Copy all of the data below word for word, but leave the pictures out.

===== SOURCE RECORDS =====

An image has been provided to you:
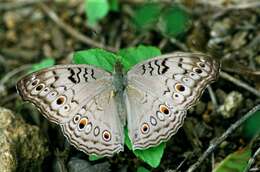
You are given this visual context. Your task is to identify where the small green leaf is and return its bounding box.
[88,155,104,161]
[243,111,260,139]
[30,58,55,73]
[159,6,191,37]
[213,147,251,172]
[125,129,166,168]
[118,45,161,71]
[73,49,118,72]
[133,3,161,30]
[137,166,149,172]
[109,0,119,11]
[85,0,109,26]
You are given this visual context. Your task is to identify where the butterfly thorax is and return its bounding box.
[113,60,127,125]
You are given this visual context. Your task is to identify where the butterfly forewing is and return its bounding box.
[17,52,219,156]
[17,65,123,156]
[126,52,219,149]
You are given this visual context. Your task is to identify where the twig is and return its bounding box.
[207,85,218,111]
[40,3,117,52]
[0,64,32,85]
[244,144,260,172]
[0,0,48,10]
[220,71,260,97]
[188,105,260,172]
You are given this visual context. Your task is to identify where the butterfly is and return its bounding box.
[17,52,220,156]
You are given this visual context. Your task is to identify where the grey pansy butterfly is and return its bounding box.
[17,52,220,156]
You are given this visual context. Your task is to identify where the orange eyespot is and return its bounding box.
[141,123,150,134]
[73,115,80,123]
[32,79,39,86]
[175,84,185,92]
[102,130,111,142]
[36,84,44,91]
[160,105,170,115]
[194,68,202,74]
[56,96,66,105]
[79,118,88,130]
[199,62,206,68]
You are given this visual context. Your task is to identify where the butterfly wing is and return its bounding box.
[125,52,219,149]
[17,65,123,156]
[61,90,124,156]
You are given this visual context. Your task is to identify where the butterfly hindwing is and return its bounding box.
[126,52,219,149]
[61,89,124,156]
[17,65,124,156]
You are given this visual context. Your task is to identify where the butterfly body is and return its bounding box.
[17,52,219,156]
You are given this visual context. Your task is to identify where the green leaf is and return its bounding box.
[243,111,260,139]
[73,49,118,72]
[137,166,149,172]
[125,128,166,168]
[213,147,251,172]
[30,58,55,73]
[84,0,109,27]
[88,155,104,161]
[118,45,161,71]
[109,0,119,11]
[133,3,161,30]
[159,6,191,37]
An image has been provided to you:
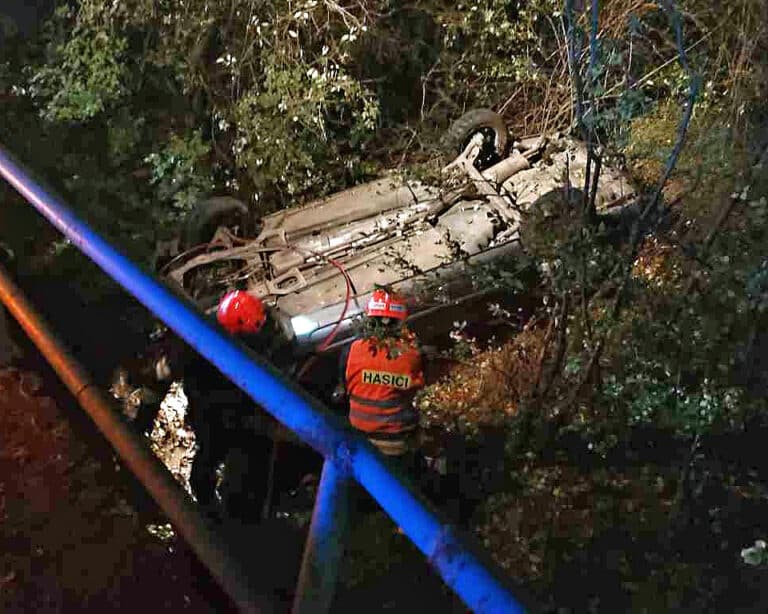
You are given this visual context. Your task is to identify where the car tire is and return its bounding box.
[179,196,248,251]
[441,109,509,170]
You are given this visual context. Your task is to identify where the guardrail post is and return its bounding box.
[293,459,352,614]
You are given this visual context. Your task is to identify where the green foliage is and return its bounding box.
[30,7,128,122]
[741,539,768,567]
[144,131,213,214]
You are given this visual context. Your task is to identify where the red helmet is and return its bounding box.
[216,290,267,335]
[365,289,408,320]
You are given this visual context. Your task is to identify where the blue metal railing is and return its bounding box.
[0,146,524,613]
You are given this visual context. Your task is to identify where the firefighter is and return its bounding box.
[134,290,289,522]
[337,289,424,469]
[183,290,273,520]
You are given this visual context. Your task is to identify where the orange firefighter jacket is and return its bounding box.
[345,339,424,436]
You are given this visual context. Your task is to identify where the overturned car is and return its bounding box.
[159,109,635,350]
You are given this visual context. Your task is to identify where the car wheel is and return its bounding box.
[441,109,509,170]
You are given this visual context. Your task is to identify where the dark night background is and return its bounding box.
[0,0,54,38]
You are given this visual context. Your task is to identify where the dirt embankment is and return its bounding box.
[0,369,234,613]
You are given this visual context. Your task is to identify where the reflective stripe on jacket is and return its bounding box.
[345,339,424,434]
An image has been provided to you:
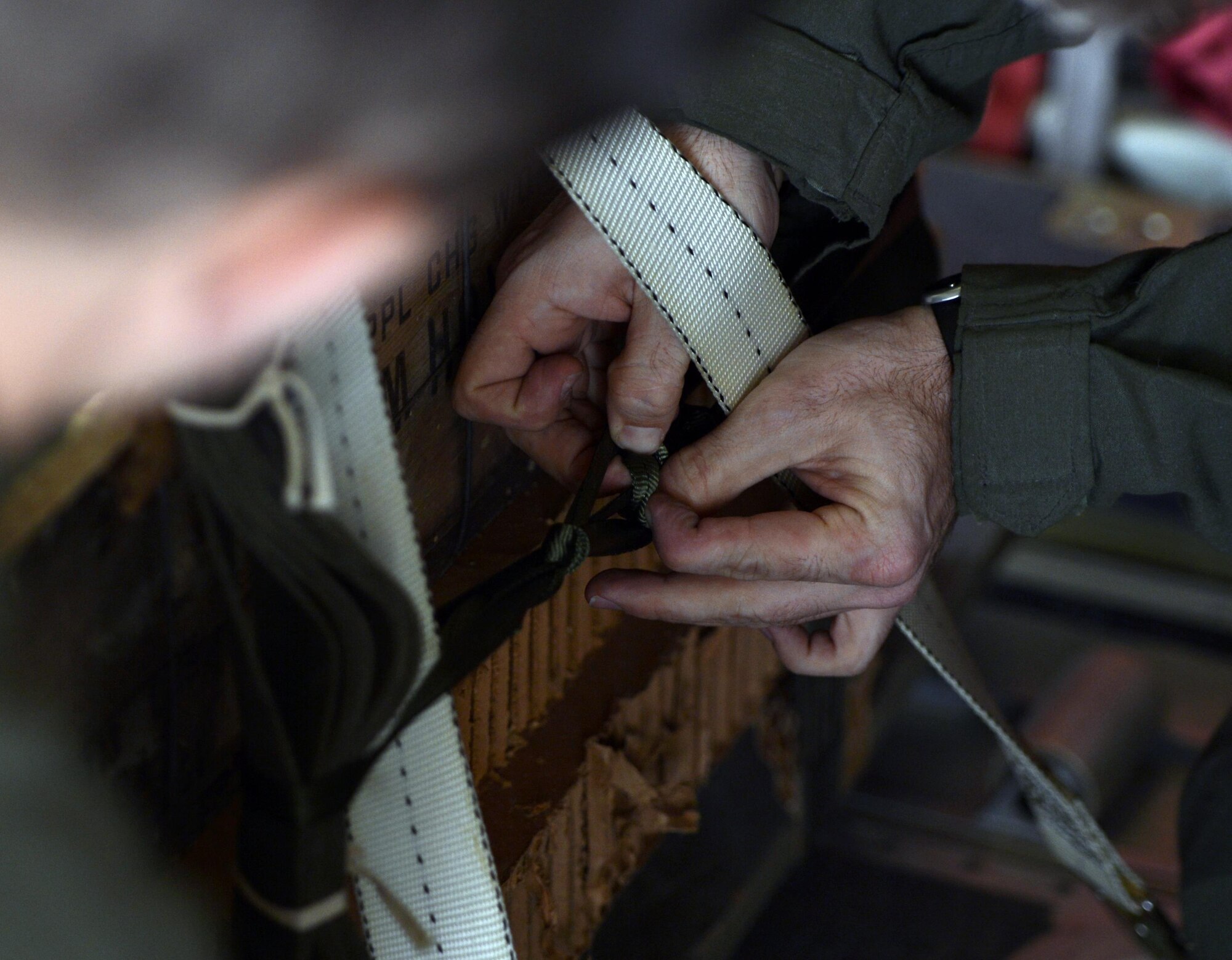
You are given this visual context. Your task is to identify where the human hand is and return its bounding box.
[586,307,955,674]
[453,126,779,491]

=====

**EXERCISE RESULT:**
An image has been provided to you:
You are given this visual context. Your task is to identify where the small green leaf is and return its bounding box.
[88,155,104,161]
[243,111,260,139]
[30,58,55,73]
[159,6,191,37]
[213,147,251,172]
[125,129,166,168]
[118,45,161,71]
[73,49,118,72]
[133,3,161,30]
[137,166,149,172]
[109,0,119,11]
[85,0,109,26]
You are given this visual context. Your task is to identify where the butterfly thorax is and return its bounding box.
[113,60,127,125]
You are given this visual context. Your task is to identify where the butterfly forewing is and return its bounding box.
[17,52,219,156]
[17,65,123,156]
[126,52,219,149]
You are given this visual context. Your task is to identify where the twig is and return its bounding box.
[207,85,218,111]
[40,3,117,52]
[0,64,32,85]
[244,144,260,172]
[0,0,48,10]
[220,71,260,97]
[188,105,260,172]
You are given this visual context. Your task is to identify where the butterfly is and return its bounding box.
[17,52,220,156]
You are given this visual context. Your task is to identify where the grey pansy butterfly is and return its bounding box.
[17,52,220,156]
You are given this visual context. Your task is to identify where the orange eyespot is and return its bounding box.
[141,123,150,134]
[73,115,80,123]
[32,79,39,86]
[175,84,185,92]
[102,130,111,142]
[36,84,44,91]
[160,105,170,115]
[194,68,202,74]
[56,96,66,105]
[79,118,88,130]
[199,62,206,68]
You are given this visual context. Your task is to identify where the butterfly wing is and return its bounding box.
[125,52,219,149]
[17,65,123,156]
[61,90,124,156]
You are given this visual context. Your task is to identify where the butterfly hindwing is and return its bounding box.
[126,52,219,149]
[61,89,124,156]
[17,65,124,156]
You are given this visual context. Your task is to identify where the butterfly body is and return its bounding box.
[17,52,219,156]
You are given this visual context. Your task is to identify where the green leaf is and return its bounding box.
[243,111,260,139]
[73,49,118,72]
[137,166,149,172]
[125,128,166,168]
[213,147,251,172]
[30,58,55,73]
[84,0,109,27]
[88,155,104,161]
[118,45,161,71]
[109,0,119,11]
[133,3,161,30]
[159,6,191,37]
An image has been provided to you:
You are given this visual context. Your task is to identify where the car tire is and return its bounding box.
[179,196,248,251]
[441,109,509,170]
You are given this visual context. Your task is to identify where the guardrail post is and return its bounding box.
[293,459,352,614]
You are given this visual context. Your task is to identify where the green foliage is and return its bounding box.
[30,7,128,122]
[741,539,768,567]
[144,131,213,214]
You are given this visual context. Your task is to identify where the red helmet is and return its bounding box.
[216,290,267,335]
[365,289,408,320]
You are given this visual context. Your task is to identify where the blue metal railing is and return its bounding box.
[0,146,524,613]
You are given this visual context. Your task is to identify where the firefighter is and return its bounding box.
[134,290,289,522]
[337,289,424,469]
[183,290,273,520]
You are given this visual context. Your task is to identify where the orange firefighter jacket is and return its bounding box.
[345,339,424,436]
You are given this visual context. Your task is to identify where the overturned car is and return its bounding box.
[159,109,635,350]
You are given this visual context. Your task is to identify where the car wheel is and return its bounding box.
[441,109,509,170]
You are given this visual context. Your task is to identify where the dark night background is and return its bounding box.
[0,0,54,38]
You are given this visual context. Your task is to identify where the dirt embankment is and return its bounding box.
[0,369,234,613]
You are given this visual context. Your task is to identify where the reflective stripe on jacket is and return its bounding box.
[345,339,424,434]
An image has been provided to you:
You are given this visual context. Your task is to identify where the human hand is and return its bounding box.
[586,307,955,674]
[453,126,779,491]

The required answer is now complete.